DATA FOR THE TASK –
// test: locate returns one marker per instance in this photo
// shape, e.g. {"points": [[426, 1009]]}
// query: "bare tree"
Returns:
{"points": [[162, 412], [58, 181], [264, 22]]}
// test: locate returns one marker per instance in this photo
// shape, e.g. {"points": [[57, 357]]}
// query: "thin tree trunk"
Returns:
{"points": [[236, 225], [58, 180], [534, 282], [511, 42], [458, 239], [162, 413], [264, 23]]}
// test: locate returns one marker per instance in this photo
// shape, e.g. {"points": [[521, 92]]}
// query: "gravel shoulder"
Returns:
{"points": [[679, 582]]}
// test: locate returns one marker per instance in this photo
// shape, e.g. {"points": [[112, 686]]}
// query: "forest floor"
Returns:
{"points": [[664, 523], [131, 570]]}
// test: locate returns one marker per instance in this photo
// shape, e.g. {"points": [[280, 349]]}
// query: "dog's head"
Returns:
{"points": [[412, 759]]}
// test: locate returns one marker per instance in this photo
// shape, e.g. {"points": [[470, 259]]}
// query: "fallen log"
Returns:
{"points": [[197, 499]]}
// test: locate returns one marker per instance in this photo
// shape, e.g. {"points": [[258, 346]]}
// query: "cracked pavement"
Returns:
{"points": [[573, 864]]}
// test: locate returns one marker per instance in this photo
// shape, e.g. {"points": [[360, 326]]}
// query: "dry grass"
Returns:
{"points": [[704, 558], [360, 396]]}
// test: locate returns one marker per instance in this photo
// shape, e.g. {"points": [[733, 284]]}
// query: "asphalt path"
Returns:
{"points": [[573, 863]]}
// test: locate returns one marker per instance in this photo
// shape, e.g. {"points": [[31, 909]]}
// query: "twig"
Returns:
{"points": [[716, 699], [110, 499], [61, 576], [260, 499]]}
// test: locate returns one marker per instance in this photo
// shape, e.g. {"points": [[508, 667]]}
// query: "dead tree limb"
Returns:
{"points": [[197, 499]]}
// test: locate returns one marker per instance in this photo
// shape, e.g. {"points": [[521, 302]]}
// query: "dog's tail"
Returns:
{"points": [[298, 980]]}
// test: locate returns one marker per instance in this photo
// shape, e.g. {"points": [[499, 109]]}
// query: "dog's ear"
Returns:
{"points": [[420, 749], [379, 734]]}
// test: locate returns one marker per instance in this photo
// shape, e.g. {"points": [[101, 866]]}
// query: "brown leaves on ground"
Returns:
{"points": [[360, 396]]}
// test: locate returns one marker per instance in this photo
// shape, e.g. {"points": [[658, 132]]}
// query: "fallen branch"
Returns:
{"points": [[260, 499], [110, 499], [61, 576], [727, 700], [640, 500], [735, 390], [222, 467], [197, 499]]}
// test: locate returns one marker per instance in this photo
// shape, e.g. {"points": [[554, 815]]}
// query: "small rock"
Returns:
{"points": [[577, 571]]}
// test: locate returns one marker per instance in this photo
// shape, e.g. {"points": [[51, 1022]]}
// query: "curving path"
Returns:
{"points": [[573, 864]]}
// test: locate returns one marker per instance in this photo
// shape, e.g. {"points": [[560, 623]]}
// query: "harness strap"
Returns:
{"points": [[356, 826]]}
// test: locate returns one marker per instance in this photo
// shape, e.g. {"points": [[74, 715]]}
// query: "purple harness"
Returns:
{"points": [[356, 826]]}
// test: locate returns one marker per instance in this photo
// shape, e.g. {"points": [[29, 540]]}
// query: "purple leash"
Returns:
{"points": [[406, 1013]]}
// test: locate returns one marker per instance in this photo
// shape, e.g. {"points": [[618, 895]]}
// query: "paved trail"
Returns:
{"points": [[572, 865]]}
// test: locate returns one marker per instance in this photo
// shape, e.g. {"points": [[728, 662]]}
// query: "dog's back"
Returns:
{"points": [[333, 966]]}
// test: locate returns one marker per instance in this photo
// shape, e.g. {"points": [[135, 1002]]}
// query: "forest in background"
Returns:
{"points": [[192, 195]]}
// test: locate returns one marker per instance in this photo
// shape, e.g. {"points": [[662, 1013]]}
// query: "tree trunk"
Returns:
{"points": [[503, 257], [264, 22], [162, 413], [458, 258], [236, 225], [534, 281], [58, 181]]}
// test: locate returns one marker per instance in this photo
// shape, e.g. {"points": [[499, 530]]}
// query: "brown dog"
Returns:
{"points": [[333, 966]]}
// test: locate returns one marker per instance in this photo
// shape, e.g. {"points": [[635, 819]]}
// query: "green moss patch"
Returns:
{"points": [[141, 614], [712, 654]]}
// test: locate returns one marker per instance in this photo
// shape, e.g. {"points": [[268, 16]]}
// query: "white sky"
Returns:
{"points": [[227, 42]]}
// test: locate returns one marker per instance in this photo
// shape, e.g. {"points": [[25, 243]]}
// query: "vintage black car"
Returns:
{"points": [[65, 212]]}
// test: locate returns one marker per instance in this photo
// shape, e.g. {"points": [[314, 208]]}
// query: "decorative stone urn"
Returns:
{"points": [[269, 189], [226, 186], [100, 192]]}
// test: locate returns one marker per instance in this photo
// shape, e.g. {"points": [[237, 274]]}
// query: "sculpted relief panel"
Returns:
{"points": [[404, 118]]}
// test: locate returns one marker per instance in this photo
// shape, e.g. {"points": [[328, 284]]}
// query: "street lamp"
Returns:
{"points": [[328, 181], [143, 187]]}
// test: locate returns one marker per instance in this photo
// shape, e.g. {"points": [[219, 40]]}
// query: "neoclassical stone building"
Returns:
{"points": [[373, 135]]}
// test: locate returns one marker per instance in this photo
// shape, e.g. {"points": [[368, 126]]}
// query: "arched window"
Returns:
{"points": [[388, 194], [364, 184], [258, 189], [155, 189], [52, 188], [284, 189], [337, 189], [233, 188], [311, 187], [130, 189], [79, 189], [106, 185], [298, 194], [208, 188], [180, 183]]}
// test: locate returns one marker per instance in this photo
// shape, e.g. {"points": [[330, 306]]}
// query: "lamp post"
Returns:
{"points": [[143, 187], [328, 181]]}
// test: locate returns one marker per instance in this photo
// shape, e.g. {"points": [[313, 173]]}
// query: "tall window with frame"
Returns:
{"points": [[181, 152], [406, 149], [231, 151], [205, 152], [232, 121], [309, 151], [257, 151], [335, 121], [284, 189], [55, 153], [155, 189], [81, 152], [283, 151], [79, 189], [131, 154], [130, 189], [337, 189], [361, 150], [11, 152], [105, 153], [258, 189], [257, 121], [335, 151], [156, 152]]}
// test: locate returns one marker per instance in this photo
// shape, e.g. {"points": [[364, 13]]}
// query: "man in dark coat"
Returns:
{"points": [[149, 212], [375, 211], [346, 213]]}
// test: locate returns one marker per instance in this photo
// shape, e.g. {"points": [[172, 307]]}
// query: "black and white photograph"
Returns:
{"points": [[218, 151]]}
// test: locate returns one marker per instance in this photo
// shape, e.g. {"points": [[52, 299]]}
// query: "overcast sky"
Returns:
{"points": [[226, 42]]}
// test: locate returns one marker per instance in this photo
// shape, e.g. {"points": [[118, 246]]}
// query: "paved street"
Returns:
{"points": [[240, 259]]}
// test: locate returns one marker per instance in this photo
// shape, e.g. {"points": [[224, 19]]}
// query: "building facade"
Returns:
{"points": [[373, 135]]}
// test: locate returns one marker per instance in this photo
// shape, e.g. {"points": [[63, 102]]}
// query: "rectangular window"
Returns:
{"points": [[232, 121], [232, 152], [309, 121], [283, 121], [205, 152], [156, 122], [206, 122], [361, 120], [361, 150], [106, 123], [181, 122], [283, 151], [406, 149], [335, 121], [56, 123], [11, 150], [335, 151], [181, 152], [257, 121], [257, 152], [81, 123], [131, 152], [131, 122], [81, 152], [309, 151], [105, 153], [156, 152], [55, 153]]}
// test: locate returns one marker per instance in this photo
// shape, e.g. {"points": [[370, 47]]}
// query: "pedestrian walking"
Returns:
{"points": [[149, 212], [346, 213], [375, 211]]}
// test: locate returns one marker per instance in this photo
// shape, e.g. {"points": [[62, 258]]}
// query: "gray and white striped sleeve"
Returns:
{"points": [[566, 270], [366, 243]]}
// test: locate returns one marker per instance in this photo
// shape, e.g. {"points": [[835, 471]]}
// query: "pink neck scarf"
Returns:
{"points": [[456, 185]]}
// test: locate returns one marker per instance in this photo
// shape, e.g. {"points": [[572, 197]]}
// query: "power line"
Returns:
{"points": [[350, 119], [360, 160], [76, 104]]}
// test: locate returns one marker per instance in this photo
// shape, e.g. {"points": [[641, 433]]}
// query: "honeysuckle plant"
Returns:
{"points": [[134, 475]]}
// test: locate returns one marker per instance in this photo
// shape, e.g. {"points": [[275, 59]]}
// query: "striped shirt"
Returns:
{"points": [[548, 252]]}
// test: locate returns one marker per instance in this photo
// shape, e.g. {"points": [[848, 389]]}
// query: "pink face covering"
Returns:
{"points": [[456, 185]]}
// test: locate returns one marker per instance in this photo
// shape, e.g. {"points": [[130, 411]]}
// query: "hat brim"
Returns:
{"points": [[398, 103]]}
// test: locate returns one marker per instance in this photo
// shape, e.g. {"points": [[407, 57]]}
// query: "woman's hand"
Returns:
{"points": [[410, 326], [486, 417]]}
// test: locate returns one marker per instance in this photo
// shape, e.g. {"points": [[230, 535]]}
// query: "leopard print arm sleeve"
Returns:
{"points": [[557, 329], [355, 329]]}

TO BE DONE –
Report each line of the data that contains "brown", treating uppercase and lowercase as distinct.

RESPONSE TO THE EXERCISE –
// query: "brown leaves on ground"
// query: "brown dog"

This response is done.